** Exercise prompt **
Each record, exactly as written, should be printed again.

--- Data listing ---

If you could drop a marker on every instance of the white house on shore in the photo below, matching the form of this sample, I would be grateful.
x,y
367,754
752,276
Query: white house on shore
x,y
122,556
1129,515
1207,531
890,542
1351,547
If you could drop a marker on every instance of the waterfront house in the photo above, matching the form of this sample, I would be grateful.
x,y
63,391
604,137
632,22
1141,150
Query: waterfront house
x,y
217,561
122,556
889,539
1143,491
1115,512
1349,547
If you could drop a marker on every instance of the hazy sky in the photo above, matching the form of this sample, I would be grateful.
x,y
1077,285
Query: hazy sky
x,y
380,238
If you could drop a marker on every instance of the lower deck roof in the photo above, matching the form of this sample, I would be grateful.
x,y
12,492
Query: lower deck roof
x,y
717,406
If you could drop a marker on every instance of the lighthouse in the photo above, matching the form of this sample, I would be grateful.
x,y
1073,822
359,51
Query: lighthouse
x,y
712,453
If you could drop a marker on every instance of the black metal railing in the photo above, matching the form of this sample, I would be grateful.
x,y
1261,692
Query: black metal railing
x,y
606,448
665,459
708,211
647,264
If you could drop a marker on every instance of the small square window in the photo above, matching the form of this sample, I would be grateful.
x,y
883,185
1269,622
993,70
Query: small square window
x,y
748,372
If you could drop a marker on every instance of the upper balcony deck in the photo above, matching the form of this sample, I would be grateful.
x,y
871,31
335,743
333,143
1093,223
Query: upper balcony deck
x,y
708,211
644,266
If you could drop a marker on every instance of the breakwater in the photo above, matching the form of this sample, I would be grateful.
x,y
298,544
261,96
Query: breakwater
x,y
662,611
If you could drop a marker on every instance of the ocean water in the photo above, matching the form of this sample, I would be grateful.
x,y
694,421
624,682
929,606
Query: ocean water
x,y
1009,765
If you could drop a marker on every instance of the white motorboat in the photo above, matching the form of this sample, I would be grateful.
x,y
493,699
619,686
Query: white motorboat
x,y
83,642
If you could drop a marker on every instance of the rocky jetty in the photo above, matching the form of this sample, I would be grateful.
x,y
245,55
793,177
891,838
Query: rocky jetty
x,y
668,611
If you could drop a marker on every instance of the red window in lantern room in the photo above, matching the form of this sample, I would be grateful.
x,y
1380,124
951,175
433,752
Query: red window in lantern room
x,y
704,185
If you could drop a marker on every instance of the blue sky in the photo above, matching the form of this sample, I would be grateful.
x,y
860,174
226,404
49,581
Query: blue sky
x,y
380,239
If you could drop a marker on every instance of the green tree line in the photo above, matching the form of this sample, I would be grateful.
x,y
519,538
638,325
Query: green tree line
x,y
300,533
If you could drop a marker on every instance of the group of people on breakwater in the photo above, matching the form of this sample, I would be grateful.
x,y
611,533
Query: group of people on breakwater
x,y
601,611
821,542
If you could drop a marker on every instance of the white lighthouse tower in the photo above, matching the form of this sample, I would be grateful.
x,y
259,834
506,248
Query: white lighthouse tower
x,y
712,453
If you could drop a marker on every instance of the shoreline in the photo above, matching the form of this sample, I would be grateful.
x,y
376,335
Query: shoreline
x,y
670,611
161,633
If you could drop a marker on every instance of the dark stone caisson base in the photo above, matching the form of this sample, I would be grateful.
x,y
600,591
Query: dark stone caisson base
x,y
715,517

---

** Result of the exercise **
If you could drop a marker on every instance of the white house on shore in the photo below, matching the form of this sample, I would be grateful.
x,y
367,754
752,276
Query: white house on shore
x,y
122,556
1129,515
1207,531
890,542
1351,547
If you could drop a marker on every instance of the waterfront house in the photo above, matching the form of this sample, I would be grateful.
x,y
63,391
604,137
632,22
1141,150
Query: waterfront house
x,y
217,561
122,556
889,539
1143,491
1115,512
1349,547
If you could drop a marker on every instance of the hazy sky in the photo above, matching the form of this sample, I would be grateful.
x,y
1077,285
Query: hazy sky
x,y
380,238
If you could drop a marker on every instance of the lower deck roof in the photo above, matching the form of this sample, I would be grateful.
x,y
12,492
Query: lower deck roof
x,y
717,406
If you could drop a marker on every instance of the lighthouse in the photo above, matching the form of this sample, I would be grateful.
x,y
1073,822
359,51
Query: lighthouse
x,y
712,453
If you could drop a marker on every instance of the black metal railing in the photo above, matching the form of this sample, I would be grateful.
x,y
1261,692
Query: black metal railing
x,y
606,448
665,459
708,211
647,264
If you could drop a marker on every instance of the small square window in the photo above, matching the form of this sample, I would be grateful.
x,y
883,185
1269,622
993,70
Query: small square window
x,y
748,372
If you could drop a marker on every instance of the upper balcony deck in the photo above, matching the form of this sample, I would be grateful.
x,y
871,31
335,743
333,143
1093,223
Query: upper balcony deck
x,y
708,211
644,266
If you could drop a marker on every instance of the breakwater in the photo above, matching the form of this sample, I would be grateful.
x,y
298,544
261,96
Query: breakwater
x,y
662,611
If you could drop a marker on every instance of the ocean water in the photo above, matching the form of this sample, I would be grateful.
x,y
694,421
624,682
929,606
Query: ocean water
x,y
1009,765
If you could drop a marker on every instance of the white motorboat in the photo above, matching the form of this sample, I would be grateful.
x,y
493,699
619,686
Query: white motorboat
x,y
83,642
If you could drop a marker on every instance of the rocky jetty in the photo above, matching the form of this sample, I would be grateful.
x,y
245,55
793,177
891,838
Query: rocky jetty
x,y
668,611
If you could drop a marker on every instance of the red window in lantern room in the photo above, matching the form of this sample, I would be grateful.
x,y
1380,124
951,175
433,752
Query: red window in lantern room
x,y
704,185
If you could drop a marker on every instance of the blue sky in the photo above, matching the form of this sample, I would be grateful.
x,y
860,174
226,404
49,581
Query: blue sky
x,y
380,239
If you could drop a marker on every instance of the green tree line in the photo above, matching the form of this sample, I would be grateful.
x,y
519,538
638,325
Query: green tree line
x,y
300,533
If you could drop a marker on every instance of the group of people on breakwater in the photo above, matching the form of this sample, I would be grateful.
x,y
611,533
Query: group of people on breakwater
x,y
601,611
821,542
If you could drop a marker on every instance of the white lighthouse tower in the photo above, matching the form of this sample, I would be grateful.
x,y
259,834
506,248
Query: white lighthouse tower
x,y
712,453
If you could drop a marker on every instance of the shoreline in the photo above, matching the form of this sample, I would be grateful.
x,y
376,335
Query: shoreline
x,y
670,611
161,633
If you could drop a marker on every instance of the dark stone caisson base in the photo above, matching the form of this sample, I would be grateful.
x,y
600,591
Query: dark stone caisson base
x,y
715,517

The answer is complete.